══ Dataset records

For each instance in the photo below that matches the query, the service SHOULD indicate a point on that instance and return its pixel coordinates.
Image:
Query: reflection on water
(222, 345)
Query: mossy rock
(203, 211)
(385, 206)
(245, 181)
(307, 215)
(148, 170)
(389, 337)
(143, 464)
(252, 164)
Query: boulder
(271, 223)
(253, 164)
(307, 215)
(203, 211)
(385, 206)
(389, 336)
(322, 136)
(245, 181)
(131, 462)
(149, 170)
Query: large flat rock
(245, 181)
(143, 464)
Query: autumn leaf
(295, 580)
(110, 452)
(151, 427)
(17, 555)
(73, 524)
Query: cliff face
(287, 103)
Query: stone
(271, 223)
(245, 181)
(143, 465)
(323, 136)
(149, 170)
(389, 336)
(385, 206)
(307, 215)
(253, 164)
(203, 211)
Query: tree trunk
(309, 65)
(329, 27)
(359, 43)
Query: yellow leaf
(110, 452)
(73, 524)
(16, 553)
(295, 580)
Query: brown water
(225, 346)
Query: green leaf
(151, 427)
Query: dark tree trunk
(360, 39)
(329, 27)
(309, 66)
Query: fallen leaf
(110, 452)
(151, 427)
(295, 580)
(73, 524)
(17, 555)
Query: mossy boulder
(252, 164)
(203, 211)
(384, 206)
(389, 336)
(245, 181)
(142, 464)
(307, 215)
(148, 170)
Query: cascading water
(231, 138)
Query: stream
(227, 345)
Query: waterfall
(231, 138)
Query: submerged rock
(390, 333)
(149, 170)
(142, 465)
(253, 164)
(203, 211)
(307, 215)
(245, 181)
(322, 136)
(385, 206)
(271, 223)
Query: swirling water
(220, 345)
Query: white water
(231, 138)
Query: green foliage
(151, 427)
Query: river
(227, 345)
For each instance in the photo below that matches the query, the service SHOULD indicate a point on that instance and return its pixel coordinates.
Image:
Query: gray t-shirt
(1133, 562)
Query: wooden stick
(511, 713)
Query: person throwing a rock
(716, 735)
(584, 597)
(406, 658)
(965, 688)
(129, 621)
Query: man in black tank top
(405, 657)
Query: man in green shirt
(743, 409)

════

## Direction
Everything from the line with "Query: cliff face" through the last line of the material above should be echoed exactly, and nothing else.

## Answer
Query: cliff face
(287, 103)
Query: stone
(271, 223)
(245, 181)
(143, 465)
(323, 136)
(149, 170)
(389, 336)
(385, 206)
(307, 215)
(253, 164)
(203, 211)
Query: tree trunk
(309, 65)
(329, 27)
(359, 43)
Query: yellow leaf
(110, 452)
(73, 524)
(16, 553)
(295, 580)
Query: brown water
(225, 346)
Query: green leaf
(151, 427)
Query: dark tree trunk
(360, 39)
(329, 27)
(309, 66)
Query: fallen leaf
(110, 452)
(151, 427)
(295, 580)
(73, 524)
(17, 555)
Query: mossy boulder
(252, 164)
(203, 211)
(384, 206)
(389, 336)
(245, 181)
(142, 464)
(307, 215)
(148, 170)
Query: cascading water
(231, 138)
Query: stream
(227, 345)
Query: waterfall
(231, 138)
Query: submerged rock
(390, 333)
(149, 170)
(142, 465)
(253, 164)
(203, 211)
(307, 215)
(245, 181)
(322, 136)
(385, 206)
(271, 223)
Query: swirling water
(220, 345)
Query: white water
(231, 138)
Query: green foliage
(151, 427)
Query: river
(227, 345)
For each instance in the photo below that matches the query, the service SHOULD indicate a point on that instance and return its pixel coordinates.
Image:
Query: gray t-shirt
(1133, 562)
Query: wooden stick
(511, 713)
Query: person throwing a rock
(716, 735)
(584, 597)
(406, 658)
(965, 688)
(129, 621)
Query: man in black tank top
(405, 657)
Query: man in green shirt
(743, 409)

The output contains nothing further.